[Natural language region descriptions]
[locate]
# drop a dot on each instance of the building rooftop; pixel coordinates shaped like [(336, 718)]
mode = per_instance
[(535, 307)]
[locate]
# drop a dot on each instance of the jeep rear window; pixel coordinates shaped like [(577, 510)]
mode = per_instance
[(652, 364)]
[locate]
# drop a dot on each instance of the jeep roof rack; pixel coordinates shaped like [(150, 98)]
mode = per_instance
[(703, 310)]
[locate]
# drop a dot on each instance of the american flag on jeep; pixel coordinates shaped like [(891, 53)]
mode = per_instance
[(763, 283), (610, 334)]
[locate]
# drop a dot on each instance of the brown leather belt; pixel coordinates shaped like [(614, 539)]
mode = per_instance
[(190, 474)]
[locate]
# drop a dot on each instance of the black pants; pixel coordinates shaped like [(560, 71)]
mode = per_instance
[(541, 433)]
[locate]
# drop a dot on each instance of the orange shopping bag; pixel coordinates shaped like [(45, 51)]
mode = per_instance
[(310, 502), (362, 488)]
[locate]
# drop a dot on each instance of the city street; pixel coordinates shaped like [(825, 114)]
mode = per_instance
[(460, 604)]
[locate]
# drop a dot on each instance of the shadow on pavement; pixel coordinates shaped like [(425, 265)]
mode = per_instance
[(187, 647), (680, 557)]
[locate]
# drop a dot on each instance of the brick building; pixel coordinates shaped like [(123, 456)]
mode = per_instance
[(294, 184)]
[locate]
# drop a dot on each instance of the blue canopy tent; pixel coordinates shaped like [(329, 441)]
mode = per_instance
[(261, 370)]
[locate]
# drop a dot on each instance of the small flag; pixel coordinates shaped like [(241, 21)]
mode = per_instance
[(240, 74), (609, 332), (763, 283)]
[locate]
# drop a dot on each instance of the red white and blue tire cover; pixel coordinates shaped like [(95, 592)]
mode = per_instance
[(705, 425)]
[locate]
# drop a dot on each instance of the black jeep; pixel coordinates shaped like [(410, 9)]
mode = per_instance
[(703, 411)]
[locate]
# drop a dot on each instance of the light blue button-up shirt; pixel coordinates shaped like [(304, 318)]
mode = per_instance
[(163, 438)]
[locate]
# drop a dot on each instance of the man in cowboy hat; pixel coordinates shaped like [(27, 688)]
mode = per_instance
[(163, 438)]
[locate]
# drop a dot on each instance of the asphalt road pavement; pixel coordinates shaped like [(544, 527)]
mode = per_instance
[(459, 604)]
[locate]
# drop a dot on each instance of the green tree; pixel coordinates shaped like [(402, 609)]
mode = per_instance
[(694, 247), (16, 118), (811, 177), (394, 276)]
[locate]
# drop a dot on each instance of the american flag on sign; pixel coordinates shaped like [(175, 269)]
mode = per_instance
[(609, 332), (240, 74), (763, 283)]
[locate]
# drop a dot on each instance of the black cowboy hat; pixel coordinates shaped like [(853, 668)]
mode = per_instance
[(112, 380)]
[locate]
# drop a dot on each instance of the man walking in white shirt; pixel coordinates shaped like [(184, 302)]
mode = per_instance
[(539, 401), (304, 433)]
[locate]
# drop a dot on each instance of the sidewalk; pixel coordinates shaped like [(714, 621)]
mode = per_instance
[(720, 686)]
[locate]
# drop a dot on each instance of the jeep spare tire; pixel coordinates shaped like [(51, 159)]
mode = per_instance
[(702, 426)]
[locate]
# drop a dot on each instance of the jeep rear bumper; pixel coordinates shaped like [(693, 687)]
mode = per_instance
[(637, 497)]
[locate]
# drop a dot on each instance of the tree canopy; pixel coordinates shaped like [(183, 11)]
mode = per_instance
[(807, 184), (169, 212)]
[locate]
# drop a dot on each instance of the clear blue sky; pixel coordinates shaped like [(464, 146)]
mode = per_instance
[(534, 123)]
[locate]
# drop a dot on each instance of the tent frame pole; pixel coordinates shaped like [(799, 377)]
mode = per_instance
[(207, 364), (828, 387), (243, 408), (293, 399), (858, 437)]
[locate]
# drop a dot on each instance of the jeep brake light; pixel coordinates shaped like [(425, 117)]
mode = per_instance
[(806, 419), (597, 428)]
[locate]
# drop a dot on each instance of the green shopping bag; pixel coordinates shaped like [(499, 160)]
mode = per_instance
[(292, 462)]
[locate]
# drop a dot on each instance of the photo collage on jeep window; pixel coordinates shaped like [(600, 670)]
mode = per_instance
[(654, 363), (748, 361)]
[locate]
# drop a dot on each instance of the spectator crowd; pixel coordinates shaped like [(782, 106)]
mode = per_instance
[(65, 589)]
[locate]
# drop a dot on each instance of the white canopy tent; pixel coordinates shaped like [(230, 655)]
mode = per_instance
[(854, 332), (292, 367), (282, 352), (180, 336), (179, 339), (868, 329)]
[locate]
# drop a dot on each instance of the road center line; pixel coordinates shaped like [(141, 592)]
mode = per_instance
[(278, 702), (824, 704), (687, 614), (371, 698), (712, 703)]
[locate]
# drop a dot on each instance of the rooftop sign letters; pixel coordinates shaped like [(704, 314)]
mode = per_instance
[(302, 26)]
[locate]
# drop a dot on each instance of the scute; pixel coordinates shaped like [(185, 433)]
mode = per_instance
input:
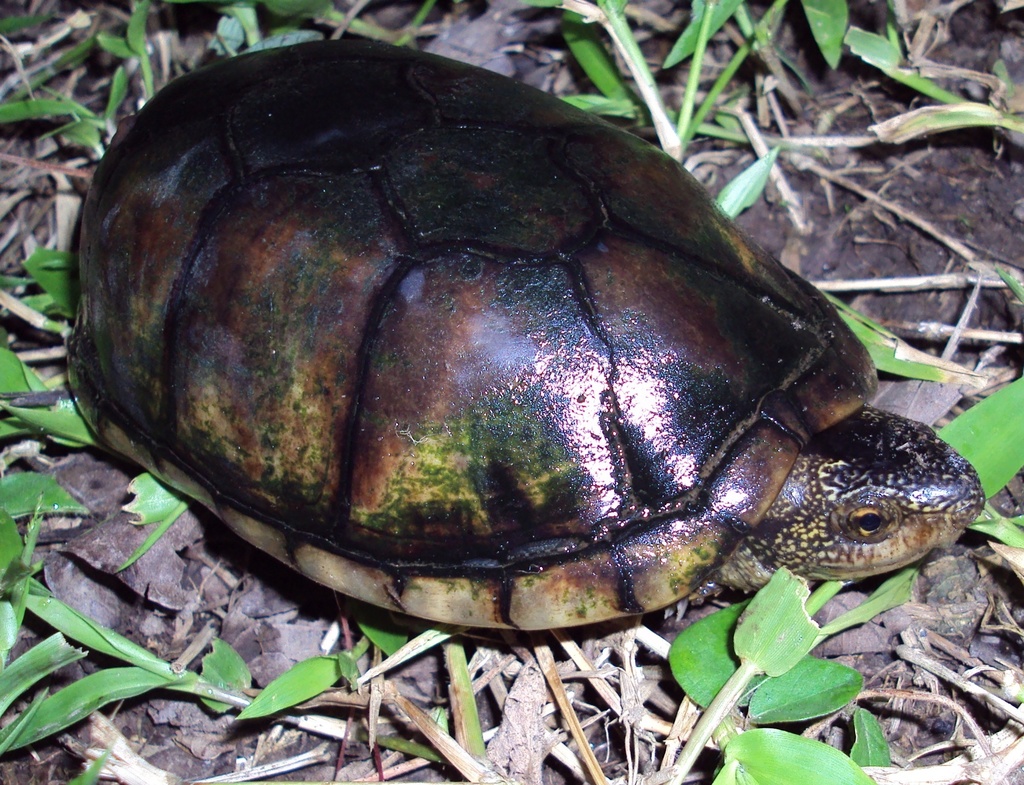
[(441, 341)]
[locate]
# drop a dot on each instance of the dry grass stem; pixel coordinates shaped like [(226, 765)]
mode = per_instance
[(547, 662), (803, 162)]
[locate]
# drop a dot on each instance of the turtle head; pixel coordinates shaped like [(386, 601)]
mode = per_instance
[(871, 493)]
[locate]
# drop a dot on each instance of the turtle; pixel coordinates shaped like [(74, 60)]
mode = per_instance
[(451, 346)]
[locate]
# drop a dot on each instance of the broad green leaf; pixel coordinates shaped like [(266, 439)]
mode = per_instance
[(869, 745), (990, 435), (827, 19), (775, 631), (153, 500), (37, 663), (812, 688), (224, 667), (873, 49), (80, 699), (296, 8), (28, 492), (61, 423), (769, 756), (701, 657)]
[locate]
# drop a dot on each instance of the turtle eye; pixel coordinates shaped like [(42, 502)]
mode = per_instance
[(866, 522)]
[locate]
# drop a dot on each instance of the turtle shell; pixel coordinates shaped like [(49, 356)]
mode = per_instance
[(441, 341)]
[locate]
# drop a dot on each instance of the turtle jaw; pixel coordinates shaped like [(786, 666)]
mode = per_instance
[(870, 494)]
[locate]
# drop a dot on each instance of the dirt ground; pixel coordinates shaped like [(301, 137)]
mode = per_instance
[(969, 185)]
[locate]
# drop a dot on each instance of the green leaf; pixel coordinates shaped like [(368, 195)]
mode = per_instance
[(116, 45), (873, 49), (97, 638), (225, 668), (296, 9), (300, 683), (12, 25), (135, 34), (588, 49), (56, 272), (80, 699), (747, 187), (40, 108), (892, 594), (686, 43), (37, 663), (62, 422), (827, 19), (29, 492), (769, 756), (869, 745), (119, 89), (10, 542), (92, 772), (15, 376), (775, 631), (701, 657), (379, 626), (84, 133), (884, 54), (153, 500), (990, 435), (812, 688)]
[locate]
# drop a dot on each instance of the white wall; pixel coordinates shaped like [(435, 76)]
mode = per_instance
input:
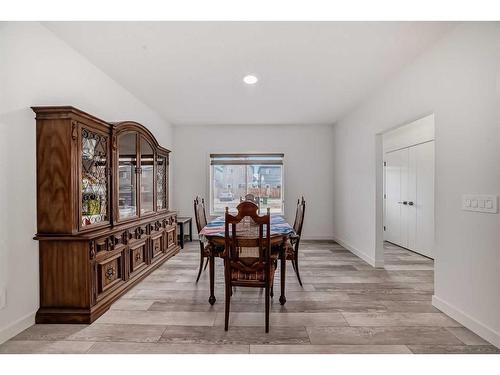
[(37, 68), (418, 131), (308, 172), (458, 80)]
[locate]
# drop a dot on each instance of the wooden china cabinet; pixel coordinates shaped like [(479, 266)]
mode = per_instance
[(102, 211)]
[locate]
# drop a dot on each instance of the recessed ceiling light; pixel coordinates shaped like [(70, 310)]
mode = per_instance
[(250, 79)]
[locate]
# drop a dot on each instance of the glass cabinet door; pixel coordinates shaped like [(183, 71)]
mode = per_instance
[(127, 180), (161, 182), (94, 178), (147, 177)]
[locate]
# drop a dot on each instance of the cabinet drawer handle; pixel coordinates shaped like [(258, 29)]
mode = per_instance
[(110, 272)]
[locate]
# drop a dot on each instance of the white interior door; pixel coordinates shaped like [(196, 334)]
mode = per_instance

* EXERCISE
Using the records given above, list every line that includes the word "blue".

* THE ANSWER
# drop a dot on each instance of the blue canopy tent; pixel coordinates shaped like [(329, 441)]
# drop a dot on each instance of the red white and blue tire cover; pixel coordinates shaped like [(95, 592)]
# drop a dot on each instance of the light blue button-up shirt; pixel coordinates shaped like [(304, 318)]
# drop a dot on each instance of the clear blue sky; pixel coordinates shaped like [(464, 146)]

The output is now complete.